__Task details__. Rewrite every one of the records below so that "integer pixel boxes" becomes "pixel coordinates", leaving every other word unchanged.
### Records for the task
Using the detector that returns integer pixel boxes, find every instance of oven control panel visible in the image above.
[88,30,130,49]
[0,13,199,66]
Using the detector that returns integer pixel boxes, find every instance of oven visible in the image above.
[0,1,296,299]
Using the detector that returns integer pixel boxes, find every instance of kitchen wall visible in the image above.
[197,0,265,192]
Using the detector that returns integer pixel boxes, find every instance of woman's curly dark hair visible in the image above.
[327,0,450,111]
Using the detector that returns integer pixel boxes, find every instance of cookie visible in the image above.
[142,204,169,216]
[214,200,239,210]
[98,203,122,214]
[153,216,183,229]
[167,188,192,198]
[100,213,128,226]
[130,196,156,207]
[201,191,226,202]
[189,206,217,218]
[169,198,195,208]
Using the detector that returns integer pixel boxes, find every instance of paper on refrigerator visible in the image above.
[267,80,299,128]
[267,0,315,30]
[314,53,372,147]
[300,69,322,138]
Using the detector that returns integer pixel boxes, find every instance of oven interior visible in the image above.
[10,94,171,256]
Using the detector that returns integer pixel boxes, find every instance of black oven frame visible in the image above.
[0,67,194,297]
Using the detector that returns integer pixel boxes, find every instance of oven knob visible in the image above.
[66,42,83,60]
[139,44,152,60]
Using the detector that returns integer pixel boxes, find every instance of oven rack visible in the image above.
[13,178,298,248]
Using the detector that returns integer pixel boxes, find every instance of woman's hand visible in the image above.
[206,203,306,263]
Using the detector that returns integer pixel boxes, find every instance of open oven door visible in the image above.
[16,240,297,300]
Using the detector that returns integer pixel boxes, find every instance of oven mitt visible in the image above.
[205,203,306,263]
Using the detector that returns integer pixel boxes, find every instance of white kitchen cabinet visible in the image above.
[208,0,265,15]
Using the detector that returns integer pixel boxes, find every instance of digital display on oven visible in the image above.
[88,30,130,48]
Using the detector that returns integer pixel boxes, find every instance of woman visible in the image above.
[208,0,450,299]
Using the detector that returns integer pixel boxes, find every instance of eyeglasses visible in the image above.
######
__Final answer__.
Using the detector that returns pixel coordinates, find every instance of oven control panel visible in the image above.
[88,30,130,49]
[0,13,199,66]
Using the detector that returns pixel coordinates, find every instance of oven visible in the image above.
[0,1,296,299]
Using the detector that returns pixel coordinates, find every instance of kitchen wall visible in the image above.
[197,0,265,192]
Using the detector that returns pixel coordinates, find every instance of woman's curly dark hair visible in the image above.
[327,0,450,111]
Using the detector that returns pixel coordinates, find every instance of cookie visible in the image above.
[142,204,169,216]
[214,200,239,210]
[98,203,122,214]
[153,216,183,229]
[167,188,192,198]
[100,213,128,226]
[130,196,156,207]
[201,191,226,202]
[189,206,217,218]
[169,198,195,208]
Using the detector that returns pixel coordinates, find every instance of paper on refrigerator visible in the image above.
[267,80,299,128]
[267,0,315,30]
[314,53,372,147]
[300,69,322,138]
Using the detector that returns pixel coordinates, find every instance of oven interior visible in the image above.
[10,94,171,256]
Using the detector that returns pixel coordinates, find every instance of black oven frame visible in the image above.
[0,67,194,297]
Using the detector that returns pixel coordinates, find every instance of oven knob visible in the image above.
[66,42,83,60]
[139,44,152,60]
Using the detector that returns pixel coordinates, find every instance of oven rack visible in the image above.
[13,178,298,248]
Using the detector that returns pixel coordinates, find every instance of woman's hand visible in the image above.
[206,203,306,263]
Using the detector that returns pixel coordinates, find every instance of open oven door visible in the image above.
[16,240,297,300]
Using the detector that returns pixel coordinates, find every instance of oven mitt visible in the image above.
[205,203,306,263]
Using the detector that returns pixel coordinates, find every instance of white kitchen cabinet visible in the image above.
[208,0,265,15]
Using the detector that returns pixel coordinates, find every instance of digital display on oven visible in the image above.
[88,30,130,48]
Using the detector that returns pixel coordinates, find every instance of woman visible in the image above.
[208,0,450,299]
Using the detector that returns pixel coordinates, find every instance of eyeglasses visible in the image above.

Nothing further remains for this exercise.